Location labeling records:
start

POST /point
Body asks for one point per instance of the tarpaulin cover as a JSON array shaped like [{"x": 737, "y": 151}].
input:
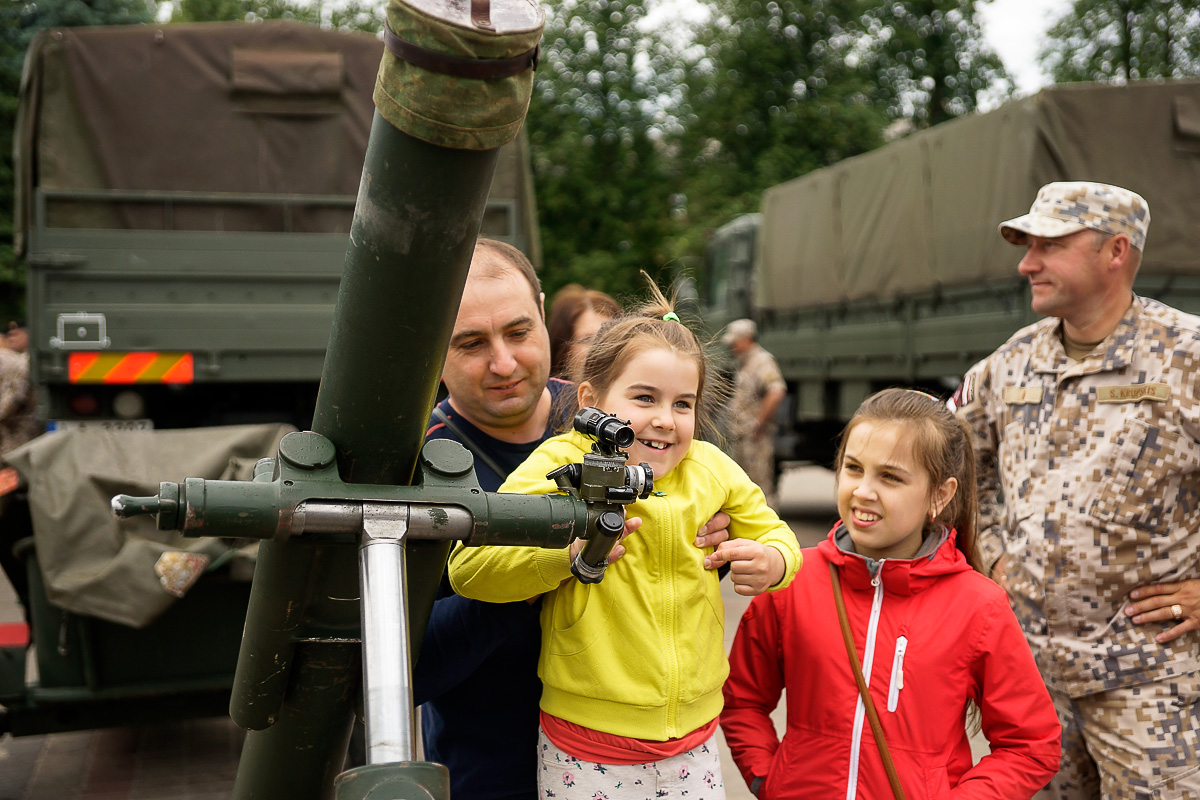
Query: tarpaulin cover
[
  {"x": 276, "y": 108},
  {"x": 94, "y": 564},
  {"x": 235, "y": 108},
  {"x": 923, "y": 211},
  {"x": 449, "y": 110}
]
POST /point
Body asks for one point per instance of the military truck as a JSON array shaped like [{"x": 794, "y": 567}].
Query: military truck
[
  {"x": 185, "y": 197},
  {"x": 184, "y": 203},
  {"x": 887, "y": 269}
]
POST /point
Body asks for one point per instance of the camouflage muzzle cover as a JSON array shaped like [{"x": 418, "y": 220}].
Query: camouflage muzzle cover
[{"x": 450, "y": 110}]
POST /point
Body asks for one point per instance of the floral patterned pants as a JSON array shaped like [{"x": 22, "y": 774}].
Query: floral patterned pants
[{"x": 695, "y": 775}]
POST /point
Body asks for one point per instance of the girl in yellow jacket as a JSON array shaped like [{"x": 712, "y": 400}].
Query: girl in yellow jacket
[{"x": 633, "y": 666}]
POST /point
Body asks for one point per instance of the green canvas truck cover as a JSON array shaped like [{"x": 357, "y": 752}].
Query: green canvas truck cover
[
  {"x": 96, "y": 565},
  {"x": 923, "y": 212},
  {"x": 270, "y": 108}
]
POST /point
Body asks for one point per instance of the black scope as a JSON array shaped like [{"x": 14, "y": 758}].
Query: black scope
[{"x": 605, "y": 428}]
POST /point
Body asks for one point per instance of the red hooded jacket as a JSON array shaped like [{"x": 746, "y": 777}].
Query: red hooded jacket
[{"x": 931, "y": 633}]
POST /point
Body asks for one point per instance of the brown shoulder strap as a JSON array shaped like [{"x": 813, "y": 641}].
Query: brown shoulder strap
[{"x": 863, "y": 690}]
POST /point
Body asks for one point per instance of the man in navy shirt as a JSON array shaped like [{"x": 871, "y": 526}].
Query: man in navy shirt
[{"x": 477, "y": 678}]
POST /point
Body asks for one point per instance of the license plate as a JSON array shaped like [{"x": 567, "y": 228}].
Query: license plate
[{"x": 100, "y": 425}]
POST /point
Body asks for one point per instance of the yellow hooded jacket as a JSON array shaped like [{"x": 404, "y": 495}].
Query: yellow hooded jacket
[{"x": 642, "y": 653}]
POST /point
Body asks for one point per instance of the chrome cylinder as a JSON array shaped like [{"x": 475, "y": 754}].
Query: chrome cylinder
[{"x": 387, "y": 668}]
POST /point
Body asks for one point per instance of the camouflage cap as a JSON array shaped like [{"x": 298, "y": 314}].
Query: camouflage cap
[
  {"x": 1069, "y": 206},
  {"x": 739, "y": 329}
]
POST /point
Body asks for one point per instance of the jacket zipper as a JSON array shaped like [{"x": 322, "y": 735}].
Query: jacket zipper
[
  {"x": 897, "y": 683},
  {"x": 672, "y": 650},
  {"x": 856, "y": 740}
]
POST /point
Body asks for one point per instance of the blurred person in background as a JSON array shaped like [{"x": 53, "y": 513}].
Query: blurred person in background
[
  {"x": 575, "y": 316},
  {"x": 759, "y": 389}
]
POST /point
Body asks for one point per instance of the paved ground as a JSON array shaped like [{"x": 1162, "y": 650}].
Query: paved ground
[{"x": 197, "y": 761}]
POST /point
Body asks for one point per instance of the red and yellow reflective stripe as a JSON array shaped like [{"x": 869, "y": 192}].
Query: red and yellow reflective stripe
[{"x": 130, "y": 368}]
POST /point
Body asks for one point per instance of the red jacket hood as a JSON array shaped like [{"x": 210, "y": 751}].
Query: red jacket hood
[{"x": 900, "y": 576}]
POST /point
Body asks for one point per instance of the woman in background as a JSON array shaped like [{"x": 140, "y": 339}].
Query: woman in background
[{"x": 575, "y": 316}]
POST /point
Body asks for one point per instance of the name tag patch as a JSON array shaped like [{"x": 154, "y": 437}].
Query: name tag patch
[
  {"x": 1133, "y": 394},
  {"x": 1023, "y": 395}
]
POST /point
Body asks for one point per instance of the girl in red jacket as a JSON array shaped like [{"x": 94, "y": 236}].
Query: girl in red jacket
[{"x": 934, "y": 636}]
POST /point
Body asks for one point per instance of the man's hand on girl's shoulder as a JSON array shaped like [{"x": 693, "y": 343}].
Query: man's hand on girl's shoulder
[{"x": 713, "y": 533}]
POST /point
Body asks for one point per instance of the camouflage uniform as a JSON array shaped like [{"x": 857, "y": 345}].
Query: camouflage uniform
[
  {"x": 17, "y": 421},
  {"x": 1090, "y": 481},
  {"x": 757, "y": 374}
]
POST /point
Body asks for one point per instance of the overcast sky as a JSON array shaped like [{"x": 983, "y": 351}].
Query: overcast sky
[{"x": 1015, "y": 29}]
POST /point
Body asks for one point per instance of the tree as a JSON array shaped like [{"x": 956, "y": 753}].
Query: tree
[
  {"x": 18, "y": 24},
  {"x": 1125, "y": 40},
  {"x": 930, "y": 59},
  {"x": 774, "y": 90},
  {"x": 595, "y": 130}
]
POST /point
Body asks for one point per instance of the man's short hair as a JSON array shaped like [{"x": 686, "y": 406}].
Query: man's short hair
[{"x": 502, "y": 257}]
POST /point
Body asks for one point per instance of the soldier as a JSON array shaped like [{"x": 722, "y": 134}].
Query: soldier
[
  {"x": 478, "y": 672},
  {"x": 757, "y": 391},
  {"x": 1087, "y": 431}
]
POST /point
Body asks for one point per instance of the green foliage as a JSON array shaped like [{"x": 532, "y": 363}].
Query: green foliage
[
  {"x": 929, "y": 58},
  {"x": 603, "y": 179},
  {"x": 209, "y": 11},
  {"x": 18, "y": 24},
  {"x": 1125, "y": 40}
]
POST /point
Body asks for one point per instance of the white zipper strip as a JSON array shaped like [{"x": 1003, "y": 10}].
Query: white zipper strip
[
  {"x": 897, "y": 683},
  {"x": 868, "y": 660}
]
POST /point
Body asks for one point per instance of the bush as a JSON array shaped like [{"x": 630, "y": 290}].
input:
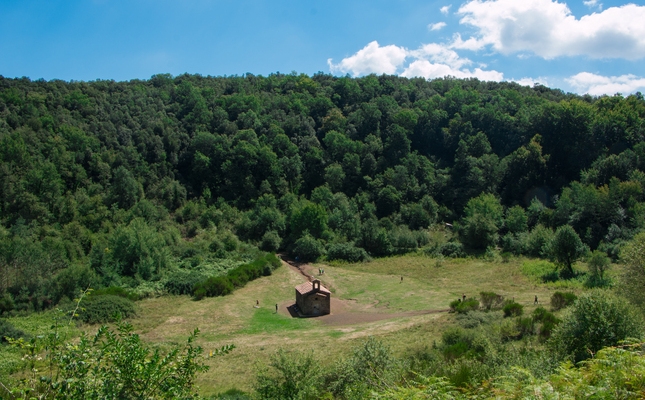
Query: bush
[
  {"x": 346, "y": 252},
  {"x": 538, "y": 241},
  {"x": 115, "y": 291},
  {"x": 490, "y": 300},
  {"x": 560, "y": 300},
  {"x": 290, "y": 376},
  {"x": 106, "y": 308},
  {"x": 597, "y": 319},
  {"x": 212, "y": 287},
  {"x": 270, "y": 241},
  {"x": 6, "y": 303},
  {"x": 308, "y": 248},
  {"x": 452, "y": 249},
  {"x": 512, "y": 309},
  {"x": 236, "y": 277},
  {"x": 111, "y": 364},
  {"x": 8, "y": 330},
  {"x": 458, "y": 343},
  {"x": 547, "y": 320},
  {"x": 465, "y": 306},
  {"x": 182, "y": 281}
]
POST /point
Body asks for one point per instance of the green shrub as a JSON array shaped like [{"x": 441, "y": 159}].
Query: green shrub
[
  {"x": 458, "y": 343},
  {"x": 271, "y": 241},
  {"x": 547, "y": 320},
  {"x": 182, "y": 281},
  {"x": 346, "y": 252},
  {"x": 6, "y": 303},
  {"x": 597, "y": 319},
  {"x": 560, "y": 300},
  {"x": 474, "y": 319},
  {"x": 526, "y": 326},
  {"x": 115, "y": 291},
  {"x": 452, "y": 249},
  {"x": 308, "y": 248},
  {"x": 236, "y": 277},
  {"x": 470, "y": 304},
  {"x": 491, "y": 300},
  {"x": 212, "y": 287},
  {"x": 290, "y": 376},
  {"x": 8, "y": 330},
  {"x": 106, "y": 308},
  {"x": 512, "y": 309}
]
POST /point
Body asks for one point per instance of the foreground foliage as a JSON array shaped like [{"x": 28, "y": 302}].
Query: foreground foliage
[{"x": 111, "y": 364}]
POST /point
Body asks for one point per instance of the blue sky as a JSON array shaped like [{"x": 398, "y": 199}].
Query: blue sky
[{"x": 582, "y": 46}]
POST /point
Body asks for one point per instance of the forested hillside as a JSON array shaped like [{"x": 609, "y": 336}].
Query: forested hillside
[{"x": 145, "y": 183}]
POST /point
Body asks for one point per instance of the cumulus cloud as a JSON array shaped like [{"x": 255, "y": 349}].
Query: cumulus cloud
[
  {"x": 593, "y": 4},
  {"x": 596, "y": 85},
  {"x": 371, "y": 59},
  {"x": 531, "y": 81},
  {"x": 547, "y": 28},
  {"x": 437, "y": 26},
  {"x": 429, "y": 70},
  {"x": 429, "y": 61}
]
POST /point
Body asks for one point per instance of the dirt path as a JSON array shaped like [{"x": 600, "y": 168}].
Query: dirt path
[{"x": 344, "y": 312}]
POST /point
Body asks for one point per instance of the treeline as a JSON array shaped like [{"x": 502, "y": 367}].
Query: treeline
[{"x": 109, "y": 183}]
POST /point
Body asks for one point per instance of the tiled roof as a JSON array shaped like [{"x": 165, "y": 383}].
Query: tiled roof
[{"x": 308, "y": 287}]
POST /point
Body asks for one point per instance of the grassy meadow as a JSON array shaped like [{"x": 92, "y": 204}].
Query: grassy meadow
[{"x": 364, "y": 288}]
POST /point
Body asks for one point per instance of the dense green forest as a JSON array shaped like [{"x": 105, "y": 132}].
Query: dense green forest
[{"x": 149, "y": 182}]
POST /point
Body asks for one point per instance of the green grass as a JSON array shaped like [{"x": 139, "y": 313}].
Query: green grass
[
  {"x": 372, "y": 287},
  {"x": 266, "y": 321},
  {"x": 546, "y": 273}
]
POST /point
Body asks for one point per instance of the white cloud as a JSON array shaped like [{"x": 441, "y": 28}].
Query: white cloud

end

## Problem to work on
Pull out each line of the entries above that contains the string "roof", and list those lines in the order they appear.

## Result of the exercise
Body asks for one point per instance of the tiled roof as a JSON array shaped like [{"x": 165, "y": 383}].
Query: tiled roof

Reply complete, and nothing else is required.